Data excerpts
----

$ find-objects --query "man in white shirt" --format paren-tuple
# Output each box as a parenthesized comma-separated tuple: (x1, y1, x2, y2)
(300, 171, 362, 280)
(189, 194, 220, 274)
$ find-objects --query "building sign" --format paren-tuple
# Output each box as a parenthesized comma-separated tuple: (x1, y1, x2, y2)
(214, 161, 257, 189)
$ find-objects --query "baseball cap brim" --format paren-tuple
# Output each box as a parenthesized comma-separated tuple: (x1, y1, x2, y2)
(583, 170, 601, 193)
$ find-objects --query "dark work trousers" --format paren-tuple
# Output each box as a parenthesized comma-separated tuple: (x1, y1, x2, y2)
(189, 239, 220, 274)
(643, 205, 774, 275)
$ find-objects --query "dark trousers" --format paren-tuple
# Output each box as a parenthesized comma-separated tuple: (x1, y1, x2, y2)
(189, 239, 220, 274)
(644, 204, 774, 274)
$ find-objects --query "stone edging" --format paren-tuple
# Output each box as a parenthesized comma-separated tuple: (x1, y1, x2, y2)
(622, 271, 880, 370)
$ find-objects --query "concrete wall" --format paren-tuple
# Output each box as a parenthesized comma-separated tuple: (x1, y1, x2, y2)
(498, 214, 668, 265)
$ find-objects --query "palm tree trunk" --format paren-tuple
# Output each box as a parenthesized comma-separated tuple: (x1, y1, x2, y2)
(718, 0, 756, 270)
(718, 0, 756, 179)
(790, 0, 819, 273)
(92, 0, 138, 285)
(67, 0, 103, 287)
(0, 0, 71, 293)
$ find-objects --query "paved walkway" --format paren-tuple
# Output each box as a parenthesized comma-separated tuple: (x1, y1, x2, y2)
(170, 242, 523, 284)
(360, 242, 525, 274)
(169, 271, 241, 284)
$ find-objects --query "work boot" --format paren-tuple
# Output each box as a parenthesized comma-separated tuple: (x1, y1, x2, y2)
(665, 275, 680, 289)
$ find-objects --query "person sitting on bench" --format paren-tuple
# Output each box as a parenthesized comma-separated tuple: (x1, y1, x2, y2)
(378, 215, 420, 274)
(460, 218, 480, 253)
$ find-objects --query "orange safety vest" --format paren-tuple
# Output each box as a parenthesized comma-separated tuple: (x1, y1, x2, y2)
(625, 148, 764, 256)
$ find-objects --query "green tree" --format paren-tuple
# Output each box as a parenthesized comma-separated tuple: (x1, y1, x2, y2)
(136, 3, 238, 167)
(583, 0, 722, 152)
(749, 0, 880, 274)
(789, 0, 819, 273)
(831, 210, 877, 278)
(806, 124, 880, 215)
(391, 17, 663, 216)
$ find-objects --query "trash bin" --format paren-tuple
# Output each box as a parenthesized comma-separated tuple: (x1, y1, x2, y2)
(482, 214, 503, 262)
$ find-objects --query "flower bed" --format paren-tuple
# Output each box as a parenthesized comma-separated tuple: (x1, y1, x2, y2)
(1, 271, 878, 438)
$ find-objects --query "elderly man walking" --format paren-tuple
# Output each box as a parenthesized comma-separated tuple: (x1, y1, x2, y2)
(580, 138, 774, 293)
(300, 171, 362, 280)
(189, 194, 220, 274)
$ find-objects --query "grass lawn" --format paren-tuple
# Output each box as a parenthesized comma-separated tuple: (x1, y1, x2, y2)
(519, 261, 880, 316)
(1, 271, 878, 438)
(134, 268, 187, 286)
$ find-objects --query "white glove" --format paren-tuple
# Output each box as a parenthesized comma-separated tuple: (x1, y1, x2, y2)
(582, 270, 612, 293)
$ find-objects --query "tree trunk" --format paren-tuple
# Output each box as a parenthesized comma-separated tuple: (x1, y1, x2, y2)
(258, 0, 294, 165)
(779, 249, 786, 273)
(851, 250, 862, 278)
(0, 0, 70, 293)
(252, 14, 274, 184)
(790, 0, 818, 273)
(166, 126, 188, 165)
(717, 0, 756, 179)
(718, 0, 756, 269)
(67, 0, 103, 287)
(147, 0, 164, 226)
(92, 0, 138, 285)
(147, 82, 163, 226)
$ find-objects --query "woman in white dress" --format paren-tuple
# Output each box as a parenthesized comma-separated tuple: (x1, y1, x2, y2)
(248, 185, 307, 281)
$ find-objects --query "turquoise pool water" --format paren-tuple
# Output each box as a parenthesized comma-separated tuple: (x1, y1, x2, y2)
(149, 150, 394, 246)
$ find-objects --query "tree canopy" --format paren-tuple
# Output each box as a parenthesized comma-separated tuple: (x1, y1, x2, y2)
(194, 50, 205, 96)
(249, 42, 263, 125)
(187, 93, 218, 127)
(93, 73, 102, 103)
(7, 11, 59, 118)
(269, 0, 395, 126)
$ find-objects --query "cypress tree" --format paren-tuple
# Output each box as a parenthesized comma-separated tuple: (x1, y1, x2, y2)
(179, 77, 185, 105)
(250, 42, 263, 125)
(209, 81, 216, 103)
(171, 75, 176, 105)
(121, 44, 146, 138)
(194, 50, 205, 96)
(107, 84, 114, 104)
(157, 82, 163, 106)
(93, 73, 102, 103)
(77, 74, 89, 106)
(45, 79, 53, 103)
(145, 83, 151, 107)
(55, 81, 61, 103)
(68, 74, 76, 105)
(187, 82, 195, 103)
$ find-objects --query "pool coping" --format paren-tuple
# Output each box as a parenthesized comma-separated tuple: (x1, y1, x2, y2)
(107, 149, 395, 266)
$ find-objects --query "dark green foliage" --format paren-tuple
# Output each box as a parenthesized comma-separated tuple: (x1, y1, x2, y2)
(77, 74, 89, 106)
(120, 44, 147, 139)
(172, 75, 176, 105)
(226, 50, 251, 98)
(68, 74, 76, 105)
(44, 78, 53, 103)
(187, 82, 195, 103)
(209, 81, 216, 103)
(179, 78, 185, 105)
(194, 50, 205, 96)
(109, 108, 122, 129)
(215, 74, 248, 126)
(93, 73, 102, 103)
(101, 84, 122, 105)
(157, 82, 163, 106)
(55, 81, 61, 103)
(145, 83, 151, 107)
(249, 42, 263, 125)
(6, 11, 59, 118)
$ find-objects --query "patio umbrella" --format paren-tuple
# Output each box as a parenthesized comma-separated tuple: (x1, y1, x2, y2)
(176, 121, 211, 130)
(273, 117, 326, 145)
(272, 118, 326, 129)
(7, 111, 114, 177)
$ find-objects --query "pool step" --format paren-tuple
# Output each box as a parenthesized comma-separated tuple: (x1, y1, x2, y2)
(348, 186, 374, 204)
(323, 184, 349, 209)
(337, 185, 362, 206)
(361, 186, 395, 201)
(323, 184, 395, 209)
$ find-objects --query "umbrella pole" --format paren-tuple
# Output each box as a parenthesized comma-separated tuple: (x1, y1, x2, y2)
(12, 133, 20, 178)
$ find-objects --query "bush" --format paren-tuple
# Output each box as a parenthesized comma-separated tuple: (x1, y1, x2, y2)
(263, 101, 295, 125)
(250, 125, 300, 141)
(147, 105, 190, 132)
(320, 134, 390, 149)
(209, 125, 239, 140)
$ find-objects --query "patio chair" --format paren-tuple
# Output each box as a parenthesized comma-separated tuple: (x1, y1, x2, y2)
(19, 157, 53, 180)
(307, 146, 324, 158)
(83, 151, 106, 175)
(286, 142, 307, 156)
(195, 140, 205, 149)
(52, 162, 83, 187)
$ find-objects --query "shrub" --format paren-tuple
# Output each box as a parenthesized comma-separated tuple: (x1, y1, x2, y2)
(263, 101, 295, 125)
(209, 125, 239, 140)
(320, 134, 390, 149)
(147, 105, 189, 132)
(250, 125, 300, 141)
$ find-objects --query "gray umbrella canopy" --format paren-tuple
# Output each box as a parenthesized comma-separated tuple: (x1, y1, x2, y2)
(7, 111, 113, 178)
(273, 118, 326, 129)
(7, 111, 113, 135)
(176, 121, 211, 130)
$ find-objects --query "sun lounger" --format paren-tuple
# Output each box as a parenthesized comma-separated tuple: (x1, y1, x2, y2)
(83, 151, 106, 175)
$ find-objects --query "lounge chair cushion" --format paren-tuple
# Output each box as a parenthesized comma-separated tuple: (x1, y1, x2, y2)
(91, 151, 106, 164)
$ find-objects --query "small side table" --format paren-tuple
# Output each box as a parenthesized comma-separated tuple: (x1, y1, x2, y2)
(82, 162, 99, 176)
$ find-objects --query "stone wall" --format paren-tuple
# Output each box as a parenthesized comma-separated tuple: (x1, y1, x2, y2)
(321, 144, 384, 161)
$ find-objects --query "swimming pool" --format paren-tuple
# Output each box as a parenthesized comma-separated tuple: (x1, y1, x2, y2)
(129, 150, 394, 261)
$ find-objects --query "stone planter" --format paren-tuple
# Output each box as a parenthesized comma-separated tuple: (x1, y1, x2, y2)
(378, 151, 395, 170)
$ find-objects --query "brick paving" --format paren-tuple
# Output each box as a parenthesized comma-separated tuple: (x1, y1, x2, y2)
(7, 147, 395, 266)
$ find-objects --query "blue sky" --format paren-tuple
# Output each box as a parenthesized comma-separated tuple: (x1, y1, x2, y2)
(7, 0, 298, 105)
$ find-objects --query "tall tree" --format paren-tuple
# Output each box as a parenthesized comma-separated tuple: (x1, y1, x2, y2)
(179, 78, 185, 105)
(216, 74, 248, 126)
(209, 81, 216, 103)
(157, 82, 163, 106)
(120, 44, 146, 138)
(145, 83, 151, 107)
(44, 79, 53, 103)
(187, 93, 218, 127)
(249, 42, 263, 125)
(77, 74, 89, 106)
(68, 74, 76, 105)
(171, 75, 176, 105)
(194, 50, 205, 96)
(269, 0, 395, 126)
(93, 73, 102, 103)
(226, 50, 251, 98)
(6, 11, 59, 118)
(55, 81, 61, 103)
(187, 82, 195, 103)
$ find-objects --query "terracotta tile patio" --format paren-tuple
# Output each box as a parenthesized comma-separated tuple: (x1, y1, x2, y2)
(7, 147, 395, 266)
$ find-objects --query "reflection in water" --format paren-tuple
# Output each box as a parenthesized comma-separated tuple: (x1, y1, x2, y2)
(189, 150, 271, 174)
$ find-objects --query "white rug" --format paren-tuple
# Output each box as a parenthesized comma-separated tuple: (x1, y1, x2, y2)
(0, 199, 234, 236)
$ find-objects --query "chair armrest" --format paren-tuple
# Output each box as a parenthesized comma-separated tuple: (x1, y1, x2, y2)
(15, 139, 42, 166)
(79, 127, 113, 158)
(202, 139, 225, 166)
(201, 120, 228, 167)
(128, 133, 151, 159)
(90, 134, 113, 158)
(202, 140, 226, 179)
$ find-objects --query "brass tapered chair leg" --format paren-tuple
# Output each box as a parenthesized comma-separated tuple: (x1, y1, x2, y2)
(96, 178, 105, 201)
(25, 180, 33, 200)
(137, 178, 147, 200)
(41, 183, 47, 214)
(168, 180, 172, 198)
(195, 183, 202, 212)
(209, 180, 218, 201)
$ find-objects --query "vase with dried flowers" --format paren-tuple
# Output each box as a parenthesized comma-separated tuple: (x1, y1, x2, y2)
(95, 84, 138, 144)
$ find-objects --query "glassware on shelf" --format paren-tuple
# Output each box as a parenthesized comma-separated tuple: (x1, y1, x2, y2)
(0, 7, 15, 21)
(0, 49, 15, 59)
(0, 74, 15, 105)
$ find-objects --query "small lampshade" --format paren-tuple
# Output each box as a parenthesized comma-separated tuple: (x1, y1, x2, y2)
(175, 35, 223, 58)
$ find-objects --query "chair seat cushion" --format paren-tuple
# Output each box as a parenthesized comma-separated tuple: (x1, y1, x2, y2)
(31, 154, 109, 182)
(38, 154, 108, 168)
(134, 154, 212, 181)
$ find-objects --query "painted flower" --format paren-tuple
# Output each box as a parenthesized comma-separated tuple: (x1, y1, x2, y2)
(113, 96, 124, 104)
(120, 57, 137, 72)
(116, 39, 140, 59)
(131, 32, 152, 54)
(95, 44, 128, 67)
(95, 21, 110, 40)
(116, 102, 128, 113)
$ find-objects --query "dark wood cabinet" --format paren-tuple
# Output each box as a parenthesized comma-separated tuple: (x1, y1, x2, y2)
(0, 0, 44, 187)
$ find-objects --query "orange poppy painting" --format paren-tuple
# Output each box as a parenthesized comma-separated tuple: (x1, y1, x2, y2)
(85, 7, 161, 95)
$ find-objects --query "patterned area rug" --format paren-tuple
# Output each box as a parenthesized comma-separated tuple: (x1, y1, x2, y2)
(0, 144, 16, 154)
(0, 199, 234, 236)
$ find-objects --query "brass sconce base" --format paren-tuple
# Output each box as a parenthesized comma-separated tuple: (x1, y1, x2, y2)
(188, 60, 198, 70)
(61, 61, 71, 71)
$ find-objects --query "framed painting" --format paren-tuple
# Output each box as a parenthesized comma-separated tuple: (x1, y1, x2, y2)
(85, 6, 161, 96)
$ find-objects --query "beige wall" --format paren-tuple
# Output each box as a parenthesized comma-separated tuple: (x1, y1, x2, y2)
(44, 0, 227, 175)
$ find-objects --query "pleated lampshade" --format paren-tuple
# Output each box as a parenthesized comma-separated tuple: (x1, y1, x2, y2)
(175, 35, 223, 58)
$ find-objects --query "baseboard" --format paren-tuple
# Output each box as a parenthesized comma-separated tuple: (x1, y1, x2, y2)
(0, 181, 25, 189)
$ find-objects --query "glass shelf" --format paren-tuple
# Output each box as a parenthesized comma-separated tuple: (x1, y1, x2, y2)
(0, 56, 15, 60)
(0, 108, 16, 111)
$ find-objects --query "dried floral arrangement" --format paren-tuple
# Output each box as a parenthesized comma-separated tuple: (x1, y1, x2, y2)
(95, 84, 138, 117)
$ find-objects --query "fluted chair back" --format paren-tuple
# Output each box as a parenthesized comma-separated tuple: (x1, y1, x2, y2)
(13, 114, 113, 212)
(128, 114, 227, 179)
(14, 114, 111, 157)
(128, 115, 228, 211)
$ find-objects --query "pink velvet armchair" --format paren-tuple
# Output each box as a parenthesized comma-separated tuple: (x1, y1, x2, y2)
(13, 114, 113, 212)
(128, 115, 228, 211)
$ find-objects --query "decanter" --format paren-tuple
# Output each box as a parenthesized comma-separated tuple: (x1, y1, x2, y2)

----

_REQUIRED ACTION_: Find every line in the records above that contains the word "small", and copy each one.

_RESPONSE FOR THIS EXERCISE_:
$ find-objects --query "small side table" --format paren-tuple
$ find-objects --query "small lampshade" --format paren-tuple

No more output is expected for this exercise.